#### Page
Hi --

On Mon, 7 Aug 2006, M. Edward (Ed) Borasky wrote:

> Charles Hoffman wrote:
>> That stuff doesn't bother me, it seems normal for users, enthusiasts,
>> and people interested in one programming language to talk about other
>> programming languages.
> Especially the denizens of the main Ruby mailing list, which includes the 
> founder of the language. We are people who use or want to use Ruby, and we 
> want it to have what it needs from other languages. Matz did a pretty good 
> job of that all by himself. :)
>
>
>> Programmers these days usually have to use
>> multiple languages in their work anyway,
> Well ... my personal opinion is that more than two languages is probably 
> overload. You need one general purpose language and whatever domain-specific 
> language fits what you're doing. More than that and you start losing time 
> context switching and spending time looking up things like "how do I parse a 
> date/time string to a date/time object in Ruby when I know how to do it in 
> R?" :)
>
>> I've also noticed that Rubyists seem have a high tendency (at least
>> higher than Javaists and others, I think) to be programming-language
>> geeks, the kind of folks who like to learn about the general concepts of
>> programming languages, learn lots of different ones, and compare them.
>> 
> That may be because of Ruby's youth relative to other general-purpose 
> languages. I remember the same phenomenon when Java was a young language.

I think Ruby is slightly older than Java, isn't it? :-)

#### Data section
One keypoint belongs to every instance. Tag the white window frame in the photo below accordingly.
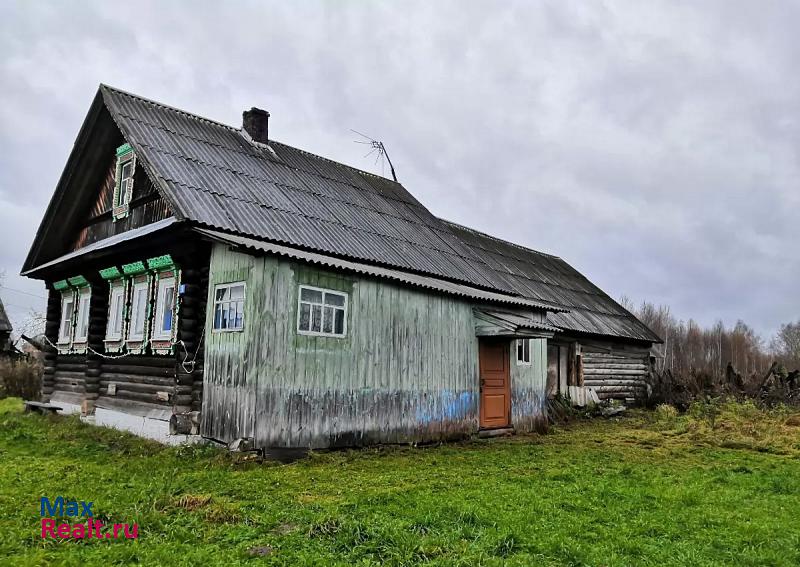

#### The tasks
**a)** Answer these questions about the Ruby mailing-list post:
(i) On what date did M. Edward (Ed) Borasky write the message being quoted?
(ii) According to Borasky, how many languages is probably overload?
(iii) Which language does Borasky remember showing the same phenomenon when it was young?
**b)** In the Ruby mailing-list post, write out the passage starting at "On Mon, 7 Aug" and ending at "by himself. :)", substituting "creator" for "founder".

#### Problem solutions
**a)**
(i) Mon, 7 Aug 2006
(ii) More than two languages
(iii) Java

**b)**
On Mon, 7 Aug 2006, M. Edward (Ed) Borasky wrote:

> Charles Hoffman wrote:
>> That stuff doesn't bother me, it seems normal for users, enthusiasts,
>> and people interested in one programming language to talk about other
>> programming languages.
> Especially the denizens of the main Ruby mailing list, which includes the 
> creator of the language. We are people who use or want to use Ruby, and we 
> want it to have what it needs from other languages. Matz did a pretty good 
> job of that all by himself. :)